Aim of the exercise :: Images are not part of the copy; write out the rest of the data exactly as given.

(Object point labels)
::::

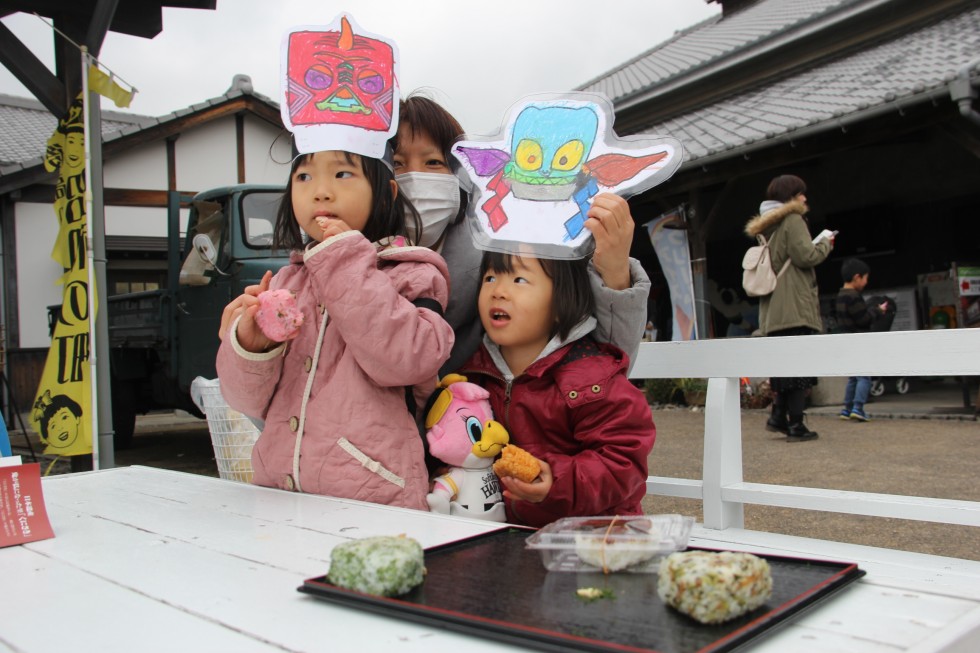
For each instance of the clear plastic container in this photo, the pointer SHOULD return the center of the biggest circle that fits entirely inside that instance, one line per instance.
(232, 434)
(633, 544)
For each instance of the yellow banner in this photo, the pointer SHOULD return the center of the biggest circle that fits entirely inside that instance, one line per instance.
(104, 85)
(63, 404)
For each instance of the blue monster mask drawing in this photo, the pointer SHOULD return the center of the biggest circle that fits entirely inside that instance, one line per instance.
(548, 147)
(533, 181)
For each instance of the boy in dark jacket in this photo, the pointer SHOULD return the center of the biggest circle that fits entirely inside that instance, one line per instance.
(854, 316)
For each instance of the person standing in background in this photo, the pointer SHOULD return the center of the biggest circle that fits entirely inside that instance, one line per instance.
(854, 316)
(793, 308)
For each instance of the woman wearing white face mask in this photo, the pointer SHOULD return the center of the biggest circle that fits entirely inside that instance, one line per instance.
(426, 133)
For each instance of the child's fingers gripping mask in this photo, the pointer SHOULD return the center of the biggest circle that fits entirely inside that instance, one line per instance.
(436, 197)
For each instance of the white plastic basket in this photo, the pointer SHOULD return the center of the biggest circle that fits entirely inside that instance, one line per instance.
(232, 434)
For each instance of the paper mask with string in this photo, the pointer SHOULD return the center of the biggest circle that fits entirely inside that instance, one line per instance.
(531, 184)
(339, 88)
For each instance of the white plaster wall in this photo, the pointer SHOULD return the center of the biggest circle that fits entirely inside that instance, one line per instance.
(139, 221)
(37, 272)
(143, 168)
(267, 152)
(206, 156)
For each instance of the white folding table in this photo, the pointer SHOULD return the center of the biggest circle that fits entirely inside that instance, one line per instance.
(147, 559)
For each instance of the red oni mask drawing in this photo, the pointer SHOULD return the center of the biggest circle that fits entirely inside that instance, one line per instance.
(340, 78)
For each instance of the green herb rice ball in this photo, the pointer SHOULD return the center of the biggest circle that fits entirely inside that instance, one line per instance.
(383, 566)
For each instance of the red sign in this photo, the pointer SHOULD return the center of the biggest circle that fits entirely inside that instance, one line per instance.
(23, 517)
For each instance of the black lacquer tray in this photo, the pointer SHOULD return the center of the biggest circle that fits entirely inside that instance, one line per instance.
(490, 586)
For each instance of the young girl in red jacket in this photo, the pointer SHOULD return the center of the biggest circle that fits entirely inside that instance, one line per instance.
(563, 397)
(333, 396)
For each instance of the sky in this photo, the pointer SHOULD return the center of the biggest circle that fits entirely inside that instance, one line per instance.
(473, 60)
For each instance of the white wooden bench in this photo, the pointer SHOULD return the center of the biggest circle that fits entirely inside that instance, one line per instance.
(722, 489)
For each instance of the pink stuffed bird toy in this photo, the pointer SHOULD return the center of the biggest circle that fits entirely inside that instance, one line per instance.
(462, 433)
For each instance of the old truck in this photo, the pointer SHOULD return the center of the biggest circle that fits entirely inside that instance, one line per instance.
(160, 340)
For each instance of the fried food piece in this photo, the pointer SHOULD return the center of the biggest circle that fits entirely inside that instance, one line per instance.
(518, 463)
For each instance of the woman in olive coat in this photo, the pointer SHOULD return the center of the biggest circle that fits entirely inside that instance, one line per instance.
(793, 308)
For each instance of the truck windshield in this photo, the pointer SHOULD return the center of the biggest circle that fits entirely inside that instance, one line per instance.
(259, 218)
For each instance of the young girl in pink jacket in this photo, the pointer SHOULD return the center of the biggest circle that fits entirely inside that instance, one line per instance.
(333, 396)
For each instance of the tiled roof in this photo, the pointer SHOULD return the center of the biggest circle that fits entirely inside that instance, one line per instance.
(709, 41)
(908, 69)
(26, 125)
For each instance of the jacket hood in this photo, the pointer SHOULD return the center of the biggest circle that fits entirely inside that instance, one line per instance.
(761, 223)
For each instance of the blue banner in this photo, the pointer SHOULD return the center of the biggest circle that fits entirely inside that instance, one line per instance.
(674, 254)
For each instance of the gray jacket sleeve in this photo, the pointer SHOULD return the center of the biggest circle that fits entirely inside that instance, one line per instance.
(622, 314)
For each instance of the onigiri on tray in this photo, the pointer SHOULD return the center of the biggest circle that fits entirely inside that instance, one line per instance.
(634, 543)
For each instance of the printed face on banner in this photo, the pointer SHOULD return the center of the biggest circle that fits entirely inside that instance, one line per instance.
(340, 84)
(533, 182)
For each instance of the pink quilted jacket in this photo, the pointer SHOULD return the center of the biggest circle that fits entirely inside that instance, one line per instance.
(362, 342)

::::

The solution ::
For each instance of the clear plastic container in this photo, the pointer SHOULD return the center of the biggest circle that fits entirely inside that instance, one line per instance.
(232, 434)
(633, 544)
For each instance of the yellow banner in this photo, the pointer SHOULD return the center of the biggest circle that fits entirely inside that instance, one line per instance.
(104, 85)
(63, 404)
For each instance of the blue monster mask drawing in this photo, the pointer SHOULD return the center of the biggest circle that fits entirely inside that instance, one line per instance.
(548, 147)
(533, 181)
For each instance of the boy in dark jacket in this photo, the pointer SHOULD return the center of the biggest circle that fits entirely inside that instance, one line per instance.
(854, 316)
For each instance of the person standing in background in this photo, the pointer SHOULD return the center of the biggest circle that fits entirely inside that instance, one line per instance.
(854, 316)
(793, 308)
For each instance of the woman wearing white face mask in this photo, the pointer SHOULD return the center of the biggest circle that fits entirely inside that instance, one line per instance.
(426, 133)
For each instance of the child's fingers gripping mask in this photo, the pointer SHOULD return the center of the biggest circle that fits entirely inside that instance, one line per instance.
(436, 197)
For each instance of the white plastic basket in this photo, the pointer SHOULD return the center of the biggest circle that fits entirely inside that instance, one line per instance.
(232, 434)
For each instance of the paper mask with string in this photo, the pointer SHOULD return the center of the biggest circle that fits entirely inside that instance, one line per instance.
(531, 184)
(339, 88)
For each instance of the white plaster wall in this photo, the pointer SHOULD return the center of the biggest circle that fits entirely inside that instance, one line per instance.
(139, 221)
(37, 272)
(143, 168)
(267, 152)
(206, 156)
For each instance of the white folding table in this photo, the pointer SHOULD return the center of the biggest circle that fits entirely inside that instance, one line per instance.
(147, 559)
For each instance of the red oni mask drawing in this photo, the pointer SHOULD return the center of the biggest circle that fits entirely inside that instance, one line per instance.
(340, 78)
For each instance of the green herb rice ball in this photo, the pointer SHOULD return the center of the biggest circle that fits entirely inside that instance, one line per instance.
(383, 566)
For each instance of the red sign in this photo, the pointer SHOULD return the center of the biggest circle that fits entirely inside that instance, one line per instance.
(23, 517)
For each instance of the black lacquer tray in this photo, the pointer SHOULD return the center of the biggest circle that fits entirely inside that instance, one line per instance.
(490, 586)
For each instance of the young girl in red jacket in this photo, the pointer SHOULD return the center of the biggest circle that fits entirely inside that instance, one line per instance.
(563, 397)
(333, 396)
For each instance of the sky in this photo, the pointer SHOULD return the center of the biggest circle that fits entirely inside that instance, one line per instance.
(473, 60)
For each instance of the white wooden bench in this photo, the pointer SHOULD return the center of the biggest circle that fits entirely inside that instance, one line per instance.
(722, 489)
For each instance of the pink stuffed bird toy in this photo, the pointer SHOULD return the center of the biggest circle that fits entirely inside that instance, one line per instance.
(462, 433)
For each instance of the old truck in this photo, the pointer SHOULD return the center of the biggest circle that fits entirely inside that instance, one line per instance.
(160, 340)
For each instance of the fried food piece in this photo, the pointer SHOULD return the center of the biggest circle that fits entirely inside that instance, one line per instance.
(518, 463)
For each instance of the woman in olive coat in this photo, the pointer SHOULD return the center of the biggest circle that fits entirely inside that instance, one line per instance.
(793, 308)
For each instance of the truck windshield in this photo, the pointer SHOULD return the center of the biggest circle that fits entirely inside that instance, one line per instance.
(259, 218)
For each instance of the young girl in pink jacket in this photo, the pointer SHOULD return the center of the biggest circle that fits entirely inside that instance, one line per instance.
(333, 396)
For each instance of the tiled roof in this photo, the pointer SHOULD return the center of the biggest circle that fits entirely inside that instance, one line per instance.
(709, 41)
(908, 69)
(26, 125)
For each instance of the jacket hood in this photo, the pointer SHOULD return the center of the biggest circle that fits entirely inside that instance, one line per instance.
(761, 223)
For each instance of the blue banner in this photo, the pointer SHOULD return the center of the biggest circle that fits entirely inside that instance, one line per instance.
(674, 254)
For each instance of the gray jacket sleeve in this photo, the pointer SHOULD return the center of the biggest circle that fits entirely inside that instance, one line per instance.
(622, 314)
For each instance of the onigiri on tray in this photo, the pointer SHOULD return the center of the biggest circle that fits entirely inside that instance, one line per instance.
(634, 543)
For each instance of the printed face on banner in this photo, the pointer SHOULD return the center of the biggest circle that fits entirely inside that instance, one line per instance.
(340, 84)
(533, 182)
For each instance of the pink quilted jacket in this photo, the pointer SHOULD return the center of the biggest circle that fits entirely inside that instance, one line per instance.
(362, 342)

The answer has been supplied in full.